# Document extract

☆ ☆ ☆ ☆ ☆ ☆ ☆

Three related classic cell biology papers, published in 1991, had a huge positive impact on the field of cell biology and far beyond. Two of these papers elegantly showed that mutations in keratin 14 (Coulombe et al., cited >480 times; Bonifas et al., cited >320 times) cause the blistering skin disease epidermolysis bullosa simplex (EBS). Prior to this, the function of the >70 intermediate filament proteins was poorly understood. Furthermore, no direct disease connection was known for any intermediate filament protein, except for that published in the earlier 1991 paper (Vassar et al.), which found a blistering skin phenotype (similar to human EBS) in transgenic mice expressing keratin 14 with a carboxy-terminal deletion. This was the impetus for Pierre Coulombe (at the Fuchs laboratory) to search for keratin mutations in patients; the Bonifas study was based on classic genetic linkage analysis. Another major implication of these studies was the elucidation of mechanical cytoprotection as an important function of keratins and other intermediate filament proteins.

mutations in intermediate filament genes cause or predispose to >70 distinct human skin, cardiac, neuronal, liver, premature ageing, ocular and metabolic diseases

The success of using the keratin 14 transgenic mice led us to show in 1995 that the expression of a keratin 18 point mutation in mice, which is identical to the keratin 14 mutation in EBS patients, causes profound predisposition to liver injury, which we then validated in human studies. We further showed that keratin functions extend to non-mechanical roles. Similarly, other laboratories generated mouse models or examined humans directly, to show that mutations in intermediate filament genes cause or predispose to >70 distinct human skin, cardiac, neuronal, liver, premature ageing, ocular and metabolic diseases.

So what is next? Cell biology helped to unfold the causes of a range of human diseases, but now we need to circle back to the bench to develop cures for the broad array of intermediate filament-related diseases known as IF-pathies.

☆ ☆ ☆ ☆ ☆ ☆ ☆

# Information
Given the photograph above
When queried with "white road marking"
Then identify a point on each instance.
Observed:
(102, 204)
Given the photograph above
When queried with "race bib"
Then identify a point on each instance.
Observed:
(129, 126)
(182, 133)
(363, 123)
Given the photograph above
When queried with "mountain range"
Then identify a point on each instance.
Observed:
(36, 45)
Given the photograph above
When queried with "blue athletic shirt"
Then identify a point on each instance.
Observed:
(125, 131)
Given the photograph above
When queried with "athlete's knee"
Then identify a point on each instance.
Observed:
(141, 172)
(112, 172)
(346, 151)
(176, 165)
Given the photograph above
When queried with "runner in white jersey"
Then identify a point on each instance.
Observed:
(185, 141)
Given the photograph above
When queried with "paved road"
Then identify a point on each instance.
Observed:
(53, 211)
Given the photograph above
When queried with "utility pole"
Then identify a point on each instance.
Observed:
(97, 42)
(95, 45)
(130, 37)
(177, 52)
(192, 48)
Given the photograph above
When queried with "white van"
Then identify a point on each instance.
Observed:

☆ ☆ ☆ ☆ ☆ ☆ ☆

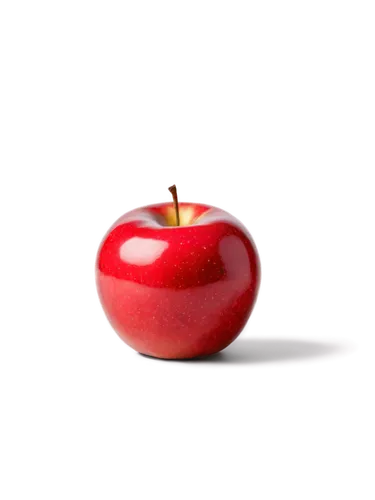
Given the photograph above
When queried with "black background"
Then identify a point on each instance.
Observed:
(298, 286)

☆ ☆ ☆ ☆ ☆ ☆ ☆

# To do
A) In the keratin passage, copy out word for word the part from "The success of" up to and including "and metabolic diseases.".
B) Answer these questions from the keratin passage:
(i) In what year were the three classic papers published?
(ii) Which keratin carried the point mutation expressed in mice in 1995?
(iii) What name is given to the broad array of intermediate filament-related diseases?
C) Name every kind of human disease that the keratin passage says mutations in intermediate filament genes cause or predispose to.
The records have nothing to do with this work.

# Outputs by task
A)
The success of using the keratin 14 transgenic mice led us to show in 1995 that the expression of a keratin 18 point mutation in mice, which is identical to the keratin 14 mutation in EBS patients, causes profound predisposition to liver injury, which we then validated in human studies. We further showed that keratin functions extend to non-mechanical roles. Similarly, other laboratories generated mouse models or examined humans directly, to show that mutations in intermediate filament genes cause or predispose to >70 distinct human skin, cardiac, neuronal, liver, premature ageing, ocular and metabolic diseases.

B)
(i) 1991
(ii) Keratin 18
(iii) IF-pathies

C) Skin, cardiac, neuronal, liver, premature ageing, ocular and metabolic diseases